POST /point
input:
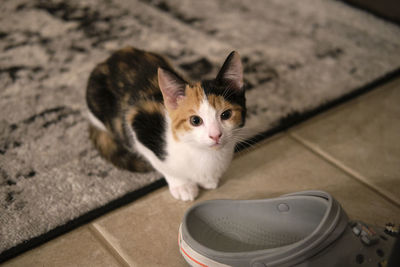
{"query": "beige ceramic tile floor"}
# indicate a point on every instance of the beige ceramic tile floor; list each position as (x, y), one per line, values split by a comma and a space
(352, 151)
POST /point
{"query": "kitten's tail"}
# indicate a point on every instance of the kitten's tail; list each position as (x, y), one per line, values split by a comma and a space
(115, 152)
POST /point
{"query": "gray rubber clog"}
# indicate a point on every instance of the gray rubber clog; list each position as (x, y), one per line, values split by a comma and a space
(300, 229)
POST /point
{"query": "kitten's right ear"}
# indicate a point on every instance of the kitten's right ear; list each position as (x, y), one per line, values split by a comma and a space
(172, 88)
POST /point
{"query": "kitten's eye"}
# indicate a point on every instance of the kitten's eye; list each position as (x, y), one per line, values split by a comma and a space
(226, 114)
(195, 120)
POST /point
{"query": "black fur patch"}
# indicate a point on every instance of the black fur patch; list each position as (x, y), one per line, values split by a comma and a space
(150, 130)
(234, 96)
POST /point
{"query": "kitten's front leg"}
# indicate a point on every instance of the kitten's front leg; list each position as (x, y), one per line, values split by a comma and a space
(182, 189)
(209, 184)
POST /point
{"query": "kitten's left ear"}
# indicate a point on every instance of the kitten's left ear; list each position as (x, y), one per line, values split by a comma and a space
(172, 88)
(231, 73)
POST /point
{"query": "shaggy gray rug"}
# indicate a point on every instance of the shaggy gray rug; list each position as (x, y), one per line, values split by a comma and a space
(298, 55)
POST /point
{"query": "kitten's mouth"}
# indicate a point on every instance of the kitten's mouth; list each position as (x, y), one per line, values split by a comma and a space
(216, 146)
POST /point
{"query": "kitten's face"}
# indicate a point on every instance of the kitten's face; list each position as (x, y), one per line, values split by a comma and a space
(206, 114)
(205, 119)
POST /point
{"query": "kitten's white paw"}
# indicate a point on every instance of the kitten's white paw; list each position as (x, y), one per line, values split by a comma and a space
(185, 192)
(209, 184)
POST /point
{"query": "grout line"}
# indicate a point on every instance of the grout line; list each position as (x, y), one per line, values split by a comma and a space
(102, 238)
(349, 171)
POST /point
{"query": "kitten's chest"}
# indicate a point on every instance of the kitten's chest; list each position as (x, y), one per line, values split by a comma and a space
(198, 164)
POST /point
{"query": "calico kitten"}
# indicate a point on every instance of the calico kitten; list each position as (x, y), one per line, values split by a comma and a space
(143, 114)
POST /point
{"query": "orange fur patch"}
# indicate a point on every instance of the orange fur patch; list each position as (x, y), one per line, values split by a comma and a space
(219, 103)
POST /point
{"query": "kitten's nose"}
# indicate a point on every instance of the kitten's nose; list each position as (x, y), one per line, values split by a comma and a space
(215, 136)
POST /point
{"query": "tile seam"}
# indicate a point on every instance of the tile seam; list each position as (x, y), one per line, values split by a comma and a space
(102, 238)
(344, 168)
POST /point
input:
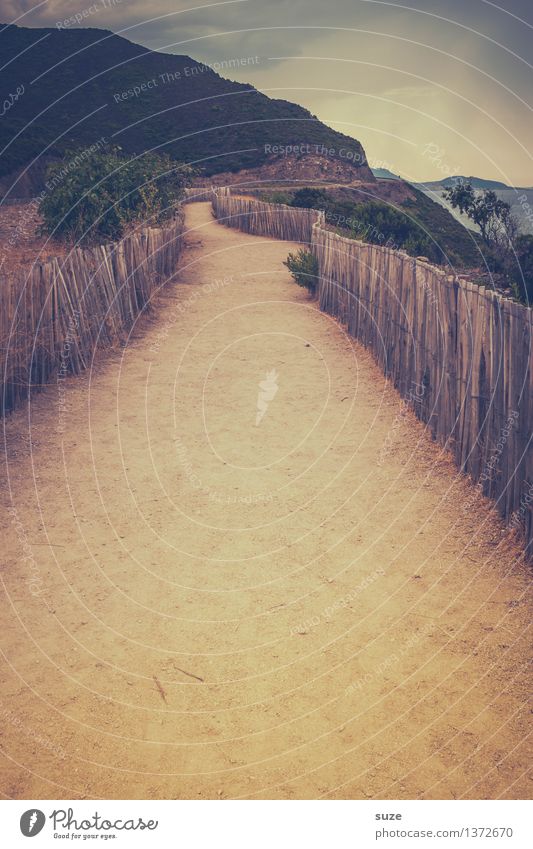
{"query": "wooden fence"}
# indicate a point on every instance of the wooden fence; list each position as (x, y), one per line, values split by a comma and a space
(54, 315)
(460, 354)
(264, 219)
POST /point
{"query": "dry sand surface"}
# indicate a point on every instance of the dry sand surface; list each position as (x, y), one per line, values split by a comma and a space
(199, 606)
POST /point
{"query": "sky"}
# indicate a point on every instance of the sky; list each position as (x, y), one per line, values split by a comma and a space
(430, 87)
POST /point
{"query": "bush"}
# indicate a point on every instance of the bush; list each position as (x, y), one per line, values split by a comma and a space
(277, 196)
(521, 272)
(304, 268)
(95, 198)
(381, 224)
(309, 199)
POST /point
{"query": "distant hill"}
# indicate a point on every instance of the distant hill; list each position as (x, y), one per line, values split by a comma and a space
(520, 199)
(76, 86)
(476, 182)
(385, 174)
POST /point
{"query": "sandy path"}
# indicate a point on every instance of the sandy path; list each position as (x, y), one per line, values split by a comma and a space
(356, 632)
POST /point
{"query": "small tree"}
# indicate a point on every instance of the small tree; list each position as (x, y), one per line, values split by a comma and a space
(521, 271)
(94, 198)
(493, 216)
(304, 268)
(509, 254)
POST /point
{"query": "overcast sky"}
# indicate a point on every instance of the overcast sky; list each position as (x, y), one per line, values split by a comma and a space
(430, 87)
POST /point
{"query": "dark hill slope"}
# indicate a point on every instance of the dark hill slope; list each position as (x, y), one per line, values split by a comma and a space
(79, 86)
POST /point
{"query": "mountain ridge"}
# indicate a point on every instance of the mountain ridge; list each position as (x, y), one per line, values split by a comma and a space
(94, 83)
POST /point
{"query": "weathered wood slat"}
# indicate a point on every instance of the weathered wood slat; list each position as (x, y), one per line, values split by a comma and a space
(55, 315)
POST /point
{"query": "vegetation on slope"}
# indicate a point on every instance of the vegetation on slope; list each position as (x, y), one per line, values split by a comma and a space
(107, 192)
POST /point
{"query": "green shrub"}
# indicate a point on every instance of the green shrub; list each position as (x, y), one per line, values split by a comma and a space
(95, 198)
(308, 198)
(304, 268)
(520, 272)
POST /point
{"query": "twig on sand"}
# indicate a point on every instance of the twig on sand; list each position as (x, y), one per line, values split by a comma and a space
(190, 674)
(161, 691)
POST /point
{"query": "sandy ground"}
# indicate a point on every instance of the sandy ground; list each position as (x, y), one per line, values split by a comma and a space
(198, 606)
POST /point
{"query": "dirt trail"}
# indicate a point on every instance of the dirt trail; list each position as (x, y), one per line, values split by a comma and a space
(196, 605)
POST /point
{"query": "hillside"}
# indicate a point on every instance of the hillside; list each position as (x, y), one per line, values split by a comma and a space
(72, 88)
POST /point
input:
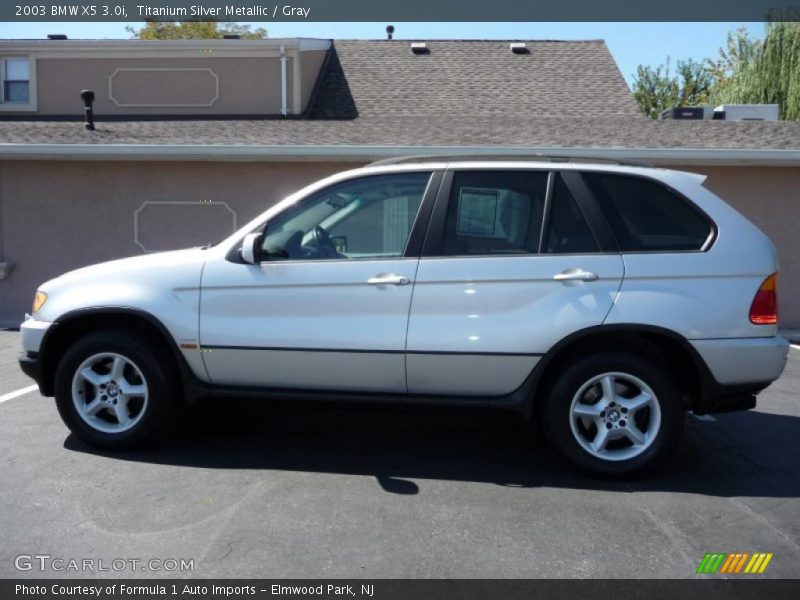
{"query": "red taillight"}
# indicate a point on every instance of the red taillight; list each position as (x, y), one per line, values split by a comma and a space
(764, 309)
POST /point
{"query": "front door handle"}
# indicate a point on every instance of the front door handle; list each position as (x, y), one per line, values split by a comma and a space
(576, 275)
(388, 279)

▶ WHAT YOU WILL DO
Set the pictures aside and restate word for word only the lines from the line containing "# indicate a point on every instance of the hillside;" through the end of the entries above, both included.

▶ OUTPUT OF THE TASK
# indicate a point on every instance of the hillside; list each position as (x, y), one per line, values split by a comma and a space
(72, 88)
POST /point
input:
{"query": "red taillight"}
# indicate a point on every instance of the red taillight; list each position as (x, y), one per line, values split by a comma and a space
(764, 309)
POST /point
{"query": "front door handle"}
# indicate a point on every instance of the front door handle; list each position as (x, y), one per line, values split by a comma and a space
(576, 275)
(388, 279)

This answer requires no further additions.